- [DOCUMENT TEXT]
The Asia-Pacific region has seen a lot of rising tensions lately, with friction between the US and China causing concern. The US has been strengthening its involvement with allies there, like South Korea and Japan, as China gains more economic and military influence in the area.
This week, the Asia-Pacific Economic Cooperation (APEC) meetings kicked off in Bangkok, Thailand. And on Thursday, officials from 21 APAC economies gathered for their first in-person summit in four years. Like with G20 and COP27, there will be a lot of talk about climate change, the war in Ukraine and global inflation. We can also expect discussion on trade, the supply chain, vaccines, increasing international travel, economic reform and supporting indigenous economy.
Chinese President Xi is making efforts to repair ties with US allies, even while sharing competing security and development models for Asia. US Vice President Kamala Harris is standing in for Biden at the meeting and will also be visiting the Philippine islands of Palawan on the edge of the disputed South China Sea next Tuesday.

- [SOURCE MATERIAL]
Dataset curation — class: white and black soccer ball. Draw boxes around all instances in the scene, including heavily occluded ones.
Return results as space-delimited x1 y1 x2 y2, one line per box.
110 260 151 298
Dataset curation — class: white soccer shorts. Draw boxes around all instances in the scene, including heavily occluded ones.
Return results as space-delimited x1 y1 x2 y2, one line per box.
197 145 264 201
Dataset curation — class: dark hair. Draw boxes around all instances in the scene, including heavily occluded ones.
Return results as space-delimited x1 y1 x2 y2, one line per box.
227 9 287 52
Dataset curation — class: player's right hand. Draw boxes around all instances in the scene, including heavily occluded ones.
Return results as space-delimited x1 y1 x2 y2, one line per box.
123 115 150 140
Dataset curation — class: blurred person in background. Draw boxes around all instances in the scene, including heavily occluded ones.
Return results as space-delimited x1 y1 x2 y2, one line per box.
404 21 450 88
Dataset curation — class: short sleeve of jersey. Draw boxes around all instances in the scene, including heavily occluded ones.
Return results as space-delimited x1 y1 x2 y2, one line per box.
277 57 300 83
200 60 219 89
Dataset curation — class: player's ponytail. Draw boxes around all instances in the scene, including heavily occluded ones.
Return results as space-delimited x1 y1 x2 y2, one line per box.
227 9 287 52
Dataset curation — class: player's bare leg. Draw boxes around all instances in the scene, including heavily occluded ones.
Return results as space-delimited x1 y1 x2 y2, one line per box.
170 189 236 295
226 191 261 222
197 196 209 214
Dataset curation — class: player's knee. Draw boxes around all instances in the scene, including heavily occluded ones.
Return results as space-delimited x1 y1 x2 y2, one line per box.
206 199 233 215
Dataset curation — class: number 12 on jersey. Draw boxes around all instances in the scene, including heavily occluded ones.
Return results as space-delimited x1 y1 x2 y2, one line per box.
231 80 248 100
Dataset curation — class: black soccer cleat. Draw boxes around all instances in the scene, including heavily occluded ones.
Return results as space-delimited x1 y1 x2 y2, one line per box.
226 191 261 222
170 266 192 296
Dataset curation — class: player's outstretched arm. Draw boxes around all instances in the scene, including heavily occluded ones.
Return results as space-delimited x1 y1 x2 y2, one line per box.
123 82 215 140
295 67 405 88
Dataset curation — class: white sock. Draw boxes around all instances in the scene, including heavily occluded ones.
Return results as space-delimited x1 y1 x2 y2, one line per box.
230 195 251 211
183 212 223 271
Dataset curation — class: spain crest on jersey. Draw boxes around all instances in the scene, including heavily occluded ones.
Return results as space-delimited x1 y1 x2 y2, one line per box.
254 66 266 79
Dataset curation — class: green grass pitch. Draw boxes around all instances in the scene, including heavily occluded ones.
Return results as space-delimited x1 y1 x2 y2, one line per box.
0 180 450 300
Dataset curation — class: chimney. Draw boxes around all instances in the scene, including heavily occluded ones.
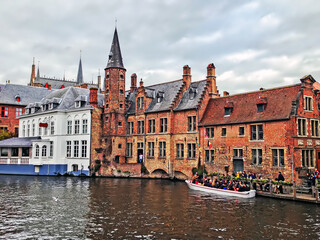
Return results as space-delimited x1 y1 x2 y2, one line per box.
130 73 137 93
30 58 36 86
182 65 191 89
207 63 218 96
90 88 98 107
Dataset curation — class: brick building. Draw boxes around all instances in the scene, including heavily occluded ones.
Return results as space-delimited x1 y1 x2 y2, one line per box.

* * *

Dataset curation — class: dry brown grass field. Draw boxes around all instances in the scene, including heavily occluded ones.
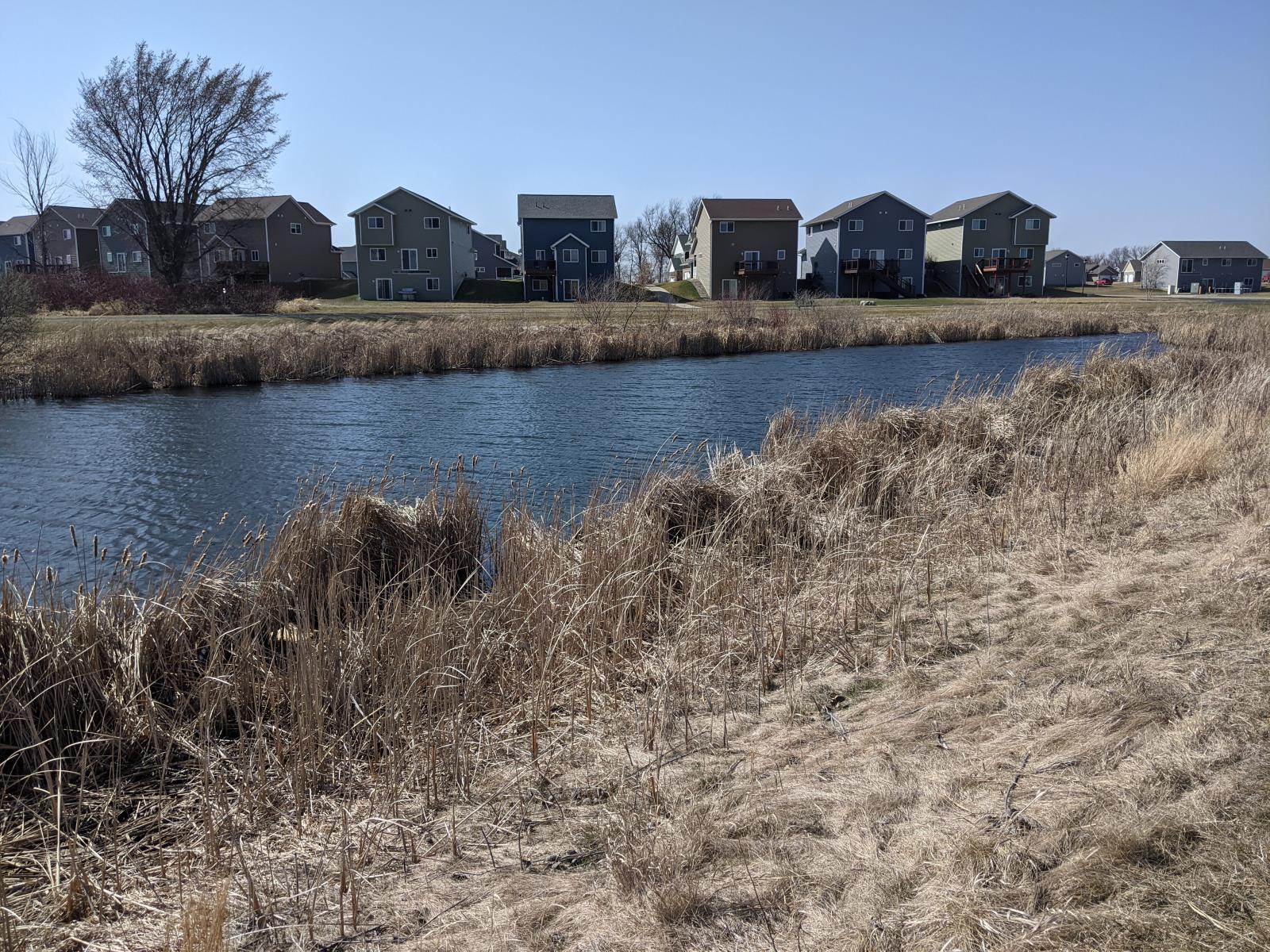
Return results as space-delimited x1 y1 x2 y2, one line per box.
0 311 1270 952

- [TASKS TO PERFORM]
a) In the article on Asia-Pacific tensions, who is standing in for Biden at the APEC meeting?
b) Repeat the part of the article on Asia-Pacific tensions starting with "This week, the" and going on through "supporting indigenous economy.".
c) Carry on the article on Asia-Pacific tensions from where it stops.

- [RESPONSES BY ITEM NUMBER]
a) US Vice President Kamala Harris.

b)
This week, the Asia-Pacific Economic Cooperation (APEC) meetings kicked off in Bangkok, Thailand. And on Thursday, officials from 21 APAC economies gathered for their first in-person summit in four years. Like with G20 and COP27, there will be a lot of talk about climate change, the war in Ukraine and global inflation. We can also expect discussion on trade, the supply chain, vaccines, increasing international travel, economic reform and supporting indigenous economy.

c)
"No attempt to wage a new cold war will ever be allowed by the people or by our times," China's President Xi said in written remarks for an event related to the summit.
"The central message of her remarks will be that the United States has an enduring economic commitment to the Indo-Pacific, and there is no better partner for the economies and companies of the Indo-Pacific than the United States of America," a White House official said about Vice President Kamala Harris' speech.
"Today's meeting was a good start to a dialogue toward a constructive and stable Japan-China relationship," Japan's Prime Minister Kishida said after talks that lasted about 45 minutes.